** BEGIN Input for this task **

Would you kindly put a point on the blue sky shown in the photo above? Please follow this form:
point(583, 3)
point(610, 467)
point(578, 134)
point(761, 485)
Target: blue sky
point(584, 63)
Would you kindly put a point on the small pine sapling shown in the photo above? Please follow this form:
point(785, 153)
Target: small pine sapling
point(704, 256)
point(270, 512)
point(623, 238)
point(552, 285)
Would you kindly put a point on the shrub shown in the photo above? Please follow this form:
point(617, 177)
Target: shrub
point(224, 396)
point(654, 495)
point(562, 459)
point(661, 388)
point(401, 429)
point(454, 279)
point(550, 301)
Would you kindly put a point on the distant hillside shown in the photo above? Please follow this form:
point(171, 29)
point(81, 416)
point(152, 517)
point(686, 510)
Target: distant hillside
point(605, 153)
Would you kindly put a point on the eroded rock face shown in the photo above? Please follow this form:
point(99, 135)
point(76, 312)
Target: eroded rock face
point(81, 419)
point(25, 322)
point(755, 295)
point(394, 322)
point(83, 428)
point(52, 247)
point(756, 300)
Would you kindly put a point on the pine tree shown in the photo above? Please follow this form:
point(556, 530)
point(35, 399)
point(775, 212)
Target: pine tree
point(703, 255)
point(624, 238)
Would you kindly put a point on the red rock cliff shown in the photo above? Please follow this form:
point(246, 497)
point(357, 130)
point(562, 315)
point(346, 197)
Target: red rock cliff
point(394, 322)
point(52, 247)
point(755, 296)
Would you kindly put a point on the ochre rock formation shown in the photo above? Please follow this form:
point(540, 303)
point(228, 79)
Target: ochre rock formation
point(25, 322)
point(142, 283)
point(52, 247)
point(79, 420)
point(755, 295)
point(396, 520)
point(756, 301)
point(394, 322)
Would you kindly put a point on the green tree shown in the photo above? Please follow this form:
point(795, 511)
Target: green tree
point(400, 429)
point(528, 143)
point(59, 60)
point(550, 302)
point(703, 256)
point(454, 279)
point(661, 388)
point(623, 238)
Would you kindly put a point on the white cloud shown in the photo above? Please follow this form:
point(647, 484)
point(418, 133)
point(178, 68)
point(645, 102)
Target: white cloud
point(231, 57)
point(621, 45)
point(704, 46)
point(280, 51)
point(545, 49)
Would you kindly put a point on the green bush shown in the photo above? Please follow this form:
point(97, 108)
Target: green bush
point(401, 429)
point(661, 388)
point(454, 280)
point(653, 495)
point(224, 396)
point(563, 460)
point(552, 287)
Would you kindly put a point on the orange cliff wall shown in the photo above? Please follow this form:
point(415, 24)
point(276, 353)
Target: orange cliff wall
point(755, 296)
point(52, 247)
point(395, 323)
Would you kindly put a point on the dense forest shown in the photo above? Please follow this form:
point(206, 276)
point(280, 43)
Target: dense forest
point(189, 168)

** END Input for this task **

**Task description:**
From the data above, extract every line in its exact form.

**Result of this exercise:**
Would you kindly put a point on the blue sky shown in the photo above? Please follow this form:
point(583, 3)
point(610, 467)
point(578, 134)
point(761, 485)
Target: blue sky
point(584, 63)
Would you kindly put a point on the small pine sapling shown in the photo above? Please follow this form:
point(785, 153)
Target: small pine sapling
point(704, 256)
point(270, 512)
point(623, 238)
point(552, 285)
Would you kindly put a point on the shrub shown in the photo above? Please follow this form:
point(617, 177)
Target: shrub
point(224, 396)
point(654, 495)
point(562, 459)
point(661, 388)
point(401, 429)
point(454, 279)
point(550, 301)
Would you kindly put a point on the distant hillside shown in the photo above? Please follow this form:
point(171, 29)
point(81, 416)
point(152, 517)
point(686, 510)
Target: distant hillside
point(605, 153)
Would you kindly put a point on the eroded rock face shown in the photo above? Please follow this form:
point(99, 135)
point(76, 312)
Target: eroded rock face
point(81, 419)
point(25, 322)
point(755, 295)
point(394, 322)
point(83, 428)
point(52, 247)
point(756, 300)
Would you kindly put a point on the pine tree shown in the photo above? Please follow this form:
point(556, 530)
point(35, 399)
point(775, 212)
Target: pine tree
point(703, 255)
point(624, 238)
Would you kindly put a point on the red rock cliff shown in the photo above? Please follow this form:
point(246, 497)
point(357, 130)
point(562, 315)
point(346, 197)
Target: red rock cliff
point(394, 322)
point(52, 247)
point(755, 296)
Would you kindly put a point on the ochre rock formation shown in the photo above? Please follow this form:
point(540, 303)
point(228, 79)
Target: ochre rock formation
point(25, 322)
point(142, 283)
point(52, 247)
point(79, 420)
point(755, 295)
point(396, 520)
point(756, 301)
point(394, 322)
Would you kindly put a point on the green tree shown in the photo above? Please follow this form:
point(795, 511)
Target: green tree
point(400, 429)
point(528, 143)
point(59, 60)
point(550, 302)
point(703, 256)
point(454, 279)
point(661, 388)
point(623, 238)
Would you kindly put a point on the white cloud shown in the photo above? Please follow this form:
point(647, 484)
point(418, 133)
point(178, 68)
point(645, 102)
Target: white cloud
point(231, 57)
point(621, 45)
point(704, 46)
point(280, 51)
point(545, 49)
Would you kindly put a point on the green bush shown in the photo above? Please follow this form:
point(97, 108)
Target: green bush
point(401, 429)
point(661, 388)
point(454, 280)
point(653, 495)
point(224, 396)
point(563, 460)
point(552, 287)
Would you kindly put a point on the orange cliff wall shown in the photo above? Please follow this form:
point(415, 24)
point(276, 353)
Target: orange cliff wall
point(755, 296)
point(52, 247)
point(395, 323)
Would you kindly put a point on the dense forest shown in the photo above? Please follow this form:
point(206, 276)
point(280, 43)
Target: dense forest
point(189, 168)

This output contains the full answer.